Source extract:
+--
For me, yes. It wasn't just the actress, it was the dream fantasy vibe and music used.
No,It Died November 1960 With Clark Gables Death
It was not the last writer strike but the one before that. All the talented writers retired and went home. After that the DEI corruption was infused into the current system. They thought that viewers would take in the crap they produced. They thought wrong. Now they all just try to remake anything that worked before but destroy it by adding the crap no one wants to watch. It sucks but at least we have many years of actually good stuff to watch again and again.
Preach, Russ. Y'all have a decade on me, but I see the writing on the wall as well. Young people are where the money is and Hollywood has to evolve. Instead they keep serving us memberberris.
I appreciate you, i_ons... are you a fan of Harmony Korine? He's doing some interesting things in terms of pushing the boundaries of "cinema" right now, and it may end up being terrible, but I'm excited to see it evolve. Shit has been too stagnant for too long, and I feel once the evolution is complete into the new artform, THEN we will see the resurgence of what we love (think the return of vinyl).
@@russceasetheruss5360 I’m ashamed to say that Spring Breakers is the only Harmony Korine flick I’ve see, though I did like it. I’m really only trying buy 4Ks right now and his classic films seem to be streaming pariahs, in the US at least, so they’ve avoided me. Though I’ll be watching Gummo when it shows up later this month from Criterion. I also can’t wait for the “machine” to figure out where video storytelling is headed technologically, so the art can be kick started again. We need them kids to fund the good shit.
+--
Extracted entries:
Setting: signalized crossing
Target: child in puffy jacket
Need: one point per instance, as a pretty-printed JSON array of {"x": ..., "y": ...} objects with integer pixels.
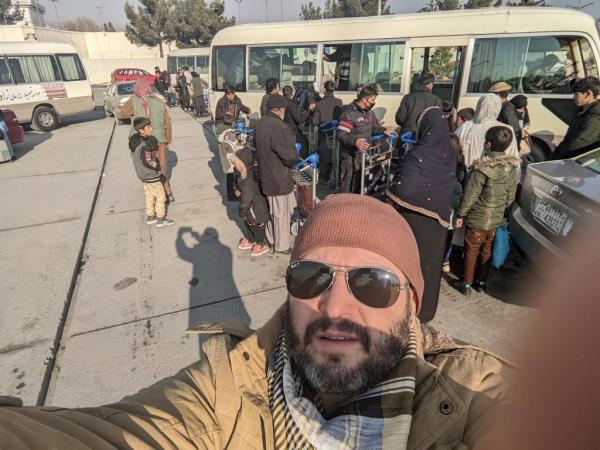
[
  {"x": 490, "y": 189},
  {"x": 254, "y": 208}
]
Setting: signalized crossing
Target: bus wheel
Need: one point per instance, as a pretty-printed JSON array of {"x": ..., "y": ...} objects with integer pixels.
[{"x": 45, "y": 118}]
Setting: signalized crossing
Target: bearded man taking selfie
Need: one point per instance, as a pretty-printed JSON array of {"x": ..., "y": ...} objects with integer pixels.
+--
To do:
(a) Answer these questions from the movie comment thread, one line each.
(i) According to the comment that begins "No,It Died," in what month and year did it die?
(ii) Which Harmony Korine film is the only one the writer of the comment beginning "I'm ashamed to say" has seen?
(iii) Which film does that same writer plan to watch when it arrives from Criterion?
(b) Reproduce, word for word, the part of the movie comment thread that opens with the words containing "For me, yes." and closes with "again and again.".
(c) Give what follows next in the movie comment thread, continuing after its last sentence.

List of answers:
(a)
(i) November 1960
(ii) Spring Breakers
(iii) Gummo

(b)
For me, yes. It wasn't just the actress, it was the dream fantasy vibe and music used.
No,It Died November 1960 With Clark Gables Death
It was not the last writer strike but the one before that. All the talented writers retired and went home. After that the DEI corruption was infused into the current system. They thought that viewers would take in the crap they produced. They thought wrong. Now they all just try to remake anything that worked before but destroy it by adding the crap no one wants to watch. It sucks but at least we have many years of actually good stuff to watch again and again.

(c)
Can I ask you, as someone younger, do you get excited about Beetlejuice? I was 6 when that came out and adored it as a child, but I can't imagine anyone outside of my demographic truly biting into those memberberries.
@@russceasetheruss5360 I’m probably the wrong person to ask about Beetlejuice. I’ve never jived with that movie. For years I (born ‘91) detested it. My better half (born ‘89) loves it and the prospect of a sequel hit her right in the nostalgia. She was introduced to it by an older brother and has fond memories of watching it while young while I caught it on TBS or TNT after school movie channels.
Before seeing Beetlejuice 2 I watched the original for the fourth time, by myself and with an adult frame of reference, to give it its fair shake. Ultimately I just don’t think the aesthetic is that interesting and the pacing feels lopsided. Lots of setup and world building then Beetlejuice shows up and the movie ends. The second one was manufactured slop, as expected, but having no real attachment or reverence for the original made me more forgiving of it. It was just a modern “turn your brain off” movie. There was a dance number to MacArthur Park at the end that surprised me a bit. It was a firm 4/10 and we both felt that way. Will not be picking it up on 4k.
@i_ons Even if we were in some artistic renaissance, I'd have no interest in Beetlejuice 2. We all knew it'd be exactly what it is, but Tim Burton was hit hard by the Hollywood landscape shifting.
He's outwardly stated he can't tell a good script from a bad one, and in this century, all mainstream scripts are just checklists to get to the next CGI set piece... Imagine him doing a script where the sole intention is to check boxes on nostalgia beats (Beetlejuice 2).
We will never get another Ed Wood from him.
The reason it is dying is mainly because they refuse to make movies people will watch. There are other structural problems too, but those are not the main reason. They refuse to make movies that people will watch, because the good movies that people will watch do not fit their political agenda. These people are used to getting their way, to not suffer, and to always have all the resources in the world to promote "the message". Now the problems they have caused are not just trickling downards, it's trickling upwards, and the people in the C suites will loose their jobs too. I don't feel sorry for them. From the ashes of woke Hollywood a new dawn will rise.